◆ WHAT NEEDS TO BE DONE ◆
Rework the whole listing below into a Markdown table with two columns, Row and Line, giving each line its own numbered row. Skip blank lines and leave the pictures out.
=== DATA EXCERPTS ===
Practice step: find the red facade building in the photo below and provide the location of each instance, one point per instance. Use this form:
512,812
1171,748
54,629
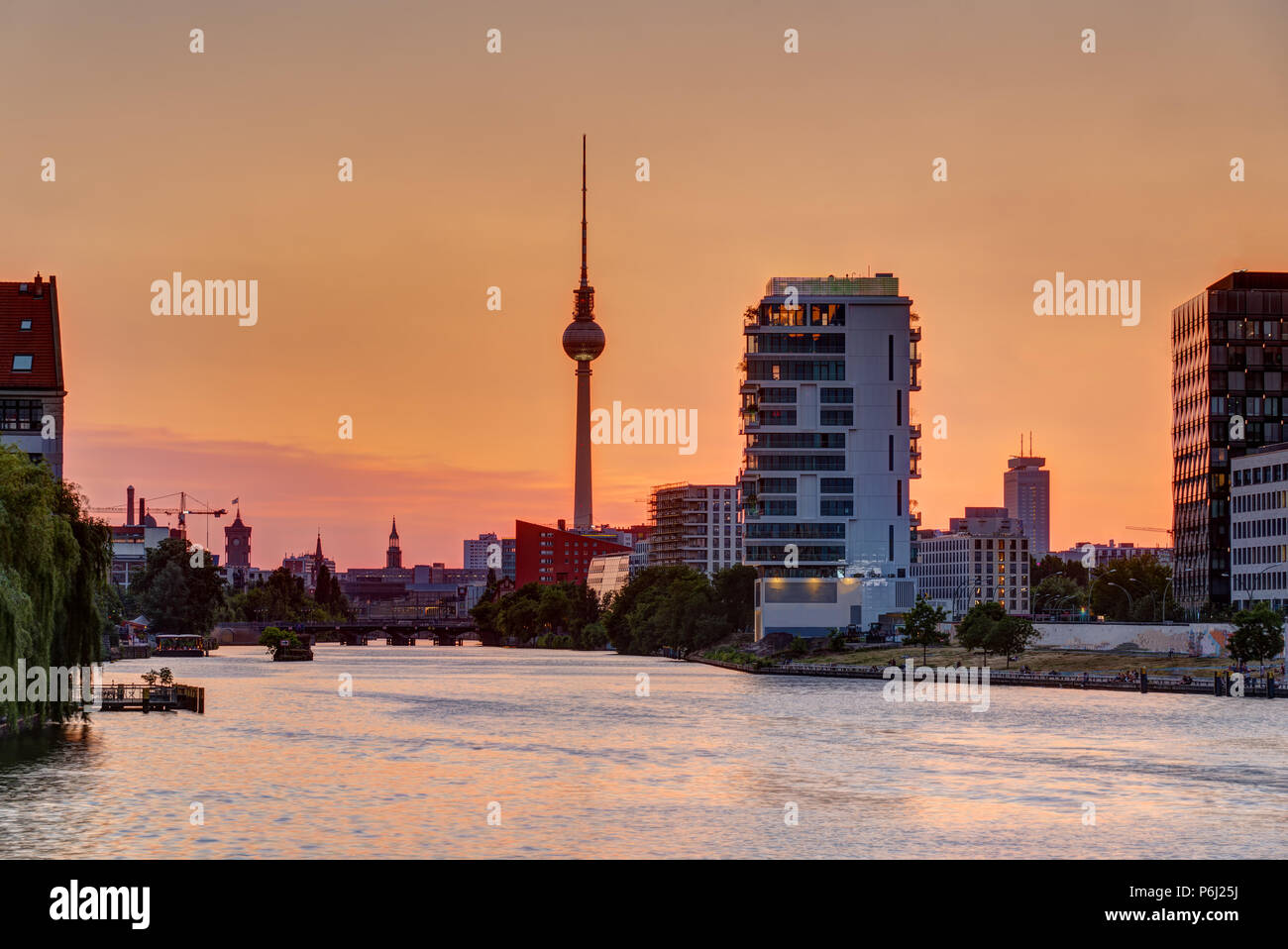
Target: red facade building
552,555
===
◆ WORKED SOLUTION ◆
| Row | Line |
|---|---|
| 1 | Practice step: find the red facade building in the photo below and provide the location of each instance, one point per instance. Use this form: |
| 2 | 512,812 |
| 3 | 1171,748 |
| 4 | 54,629 |
| 5 | Target: red facade building |
| 6 | 552,555 |